Material for the task:
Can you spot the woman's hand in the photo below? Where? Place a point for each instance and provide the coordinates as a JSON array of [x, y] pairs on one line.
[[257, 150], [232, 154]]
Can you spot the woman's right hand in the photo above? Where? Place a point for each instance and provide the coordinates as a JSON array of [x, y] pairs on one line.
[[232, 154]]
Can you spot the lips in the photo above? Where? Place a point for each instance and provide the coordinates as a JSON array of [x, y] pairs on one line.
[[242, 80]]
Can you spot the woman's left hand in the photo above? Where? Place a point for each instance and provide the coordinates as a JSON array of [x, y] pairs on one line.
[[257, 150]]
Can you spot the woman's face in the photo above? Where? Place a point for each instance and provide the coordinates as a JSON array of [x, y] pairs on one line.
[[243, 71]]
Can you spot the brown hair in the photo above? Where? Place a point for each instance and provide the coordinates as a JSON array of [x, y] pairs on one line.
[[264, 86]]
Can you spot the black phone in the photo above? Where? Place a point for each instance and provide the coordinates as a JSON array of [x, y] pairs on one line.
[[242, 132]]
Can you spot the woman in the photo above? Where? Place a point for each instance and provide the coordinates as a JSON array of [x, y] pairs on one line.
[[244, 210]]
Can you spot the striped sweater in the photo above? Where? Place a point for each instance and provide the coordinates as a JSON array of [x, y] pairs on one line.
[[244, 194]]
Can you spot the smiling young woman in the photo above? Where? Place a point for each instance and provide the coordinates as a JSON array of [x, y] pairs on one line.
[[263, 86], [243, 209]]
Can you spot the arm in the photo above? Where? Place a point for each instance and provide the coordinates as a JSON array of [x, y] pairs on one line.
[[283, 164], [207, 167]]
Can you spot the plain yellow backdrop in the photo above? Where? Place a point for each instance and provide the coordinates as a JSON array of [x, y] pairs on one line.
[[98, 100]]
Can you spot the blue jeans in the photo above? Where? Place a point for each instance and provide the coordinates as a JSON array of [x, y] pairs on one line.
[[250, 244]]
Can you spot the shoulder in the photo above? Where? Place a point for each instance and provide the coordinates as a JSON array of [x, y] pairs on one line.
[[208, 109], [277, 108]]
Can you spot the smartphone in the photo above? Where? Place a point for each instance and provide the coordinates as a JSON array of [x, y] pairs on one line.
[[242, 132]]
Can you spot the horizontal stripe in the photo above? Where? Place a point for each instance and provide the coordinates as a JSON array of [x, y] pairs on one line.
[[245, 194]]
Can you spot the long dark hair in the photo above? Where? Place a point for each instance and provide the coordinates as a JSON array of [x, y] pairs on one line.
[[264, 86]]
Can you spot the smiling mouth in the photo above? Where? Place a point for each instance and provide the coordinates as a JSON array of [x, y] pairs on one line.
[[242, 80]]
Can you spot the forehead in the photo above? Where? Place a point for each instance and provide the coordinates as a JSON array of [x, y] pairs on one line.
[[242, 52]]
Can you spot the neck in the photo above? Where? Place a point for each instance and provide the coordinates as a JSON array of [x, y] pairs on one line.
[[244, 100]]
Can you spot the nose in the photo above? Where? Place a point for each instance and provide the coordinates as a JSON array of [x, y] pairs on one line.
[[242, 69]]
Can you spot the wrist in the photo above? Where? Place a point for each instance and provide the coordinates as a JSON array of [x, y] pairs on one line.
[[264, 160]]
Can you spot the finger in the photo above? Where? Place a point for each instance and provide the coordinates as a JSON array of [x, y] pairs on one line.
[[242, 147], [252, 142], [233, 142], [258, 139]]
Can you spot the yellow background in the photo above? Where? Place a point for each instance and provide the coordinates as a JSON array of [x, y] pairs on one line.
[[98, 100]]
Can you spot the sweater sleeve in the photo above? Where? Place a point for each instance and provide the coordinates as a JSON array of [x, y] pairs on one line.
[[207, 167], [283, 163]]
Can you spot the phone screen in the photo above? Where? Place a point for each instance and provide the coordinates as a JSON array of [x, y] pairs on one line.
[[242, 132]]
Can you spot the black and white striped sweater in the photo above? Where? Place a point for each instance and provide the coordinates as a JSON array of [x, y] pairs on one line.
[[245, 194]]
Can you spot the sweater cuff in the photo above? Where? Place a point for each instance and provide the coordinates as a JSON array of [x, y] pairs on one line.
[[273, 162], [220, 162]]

Written request:
Please repeat all of the entries above word for word, changing nothing.

Exercise result:
Can you spot the woman's hand in the photo below? Where? Place a point for each instance and provide the coordinates as a JSON array of [x, y] pairs on one line.
[[257, 150], [232, 154]]
Can you spot the woman's right hand in the photo above? Where? Place a point for each instance and provide the coordinates as a JSON array of [x, y] pairs on one line.
[[232, 154]]
Can you spot the lips in the photo above? Where? Place a point for each instance and provide the coordinates as a JSON array of [x, y] pairs on one line.
[[242, 80]]
Can you spot the woman's left hand in the photo above? Where? Place a point for each instance and provide the coordinates as a JSON array of [x, y] pairs on one line.
[[257, 150]]
Can you spot the woman's face in the photo above? Where? Place a point for each instance and provide the coordinates as a JSON array of [x, y] pairs on one line.
[[243, 71]]
Can you spot the brown hair in the photo above? Where? Place a point for each instance and provide the coordinates as a JSON array of [x, y] pairs on one line.
[[264, 86]]
Can you spot the black phone in the photo above? Where? Place a point for each instance and provide the coordinates as a JSON array of [x, y] pairs on one line.
[[242, 132]]
Can you spot the woman in the photo above? Where? Place a point for each instance and provide the coordinates as a JSON array of [x, y] pairs on one line.
[[244, 210]]
Can you spot the striped sweater in the photo above? Where? Place a point for each instance and provide the coordinates as a JSON array of [x, y] pairs on one line.
[[244, 194]]
Can you spot the smiling young woman in the photo above? Where? Place a point for each instance and provide the coordinates as a JSON array of [x, y] pairs on one line.
[[263, 86], [243, 209]]
Can you spot the arm in the photo above? Where? Place a point for each instance and provide the coordinates as a JSON array of [x, y] pairs on one line.
[[283, 164], [207, 167]]
Can you spot the plain yellow backdrop in the photo above? Where? Place a point for each instance and provide the coordinates as a JSON array of [x, y] pairs on one line.
[[98, 100]]
Can you spot the blue jeans in the photo above? Where? Place a point for each instance and provide the coordinates as a JSON array of [x, y] pairs on one line.
[[250, 244]]
Can you spot the shoulder in the photo above? Where? Place a point for each instance and provide the coordinates as a JSON array of [x, y] pairs on one line.
[[208, 109], [277, 108]]
Can you spot the smartphone in the photo above? Where? Place a point for each instance and provide the coordinates as a JSON array of [x, y] pairs on one line.
[[242, 132]]
Can you spot the horizontal stripe in the photo above? Where? Place a point for each instance and provide the coordinates as a JSON array of [x, y] pairs on one line.
[[245, 194]]
Can you spot the long dark hair in the photo above? Where? Place a point for each instance and provide the coordinates as a JSON array of [x, y] pairs on one line.
[[264, 86]]
Can you spot the smiling mouth in the photo above? Where? Place a point for each instance and provide the coordinates as a JSON array of [x, y] pairs on one line.
[[242, 80]]
Can you spot the forehead in the photo above? Where? Place a point for each instance and provide the coordinates as a JSON array of [x, y] pairs on one line.
[[242, 52]]
Can you spot the neck in the photo above? Where? Place a point for each instance and provide the coordinates as a JSON array of [x, y] pairs on one line.
[[244, 100]]
Can you spot the nose in the photo above? Where? Place a point for each instance and provide the coordinates as a JSON array of [x, y] pairs on one line.
[[242, 69]]
Can you spot the wrist in the photo above? Where? Place a point for each instance and provide the coordinates as a JSON array of [x, y] pairs on one line.
[[264, 160]]
Can you spot the finger in the photo above? Where? Place a point for each instance and provide the coordinates as a JSON array of [x, y] pairs on one line.
[[242, 147], [252, 142], [233, 142], [258, 139]]
Can you spot the yellow background in the photo above? Where? Place a point for each instance and provide the coordinates as a JSON array of [x, y] pairs on one line.
[[98, 100]]
Can you spot the sweater sleeve in the photo above? Where? Place a point for each instance and provide the coordinates as a JSON array of [x, y] pairs on one line.
[[207, 167], [283, 163]]
Can you spot the phone screen in the photo above? Where? Place a point for each instance and provide the coordinates as a JSON array of [x, y] pairs on one line.
[[242, 132]]
Can you spot the black and white striped sweater in the photo above? Where? Place a point for each instance and provide the coordinates as a JSON array of [x, y] pairs on one line.
[[245, 194]]
Can you spot the sweater cuff in the photo above? Where? Place a point for each instance and provide the coordinates as a JSON array of [x, y] pairs on one line.
[[273, 162], [220, 162]]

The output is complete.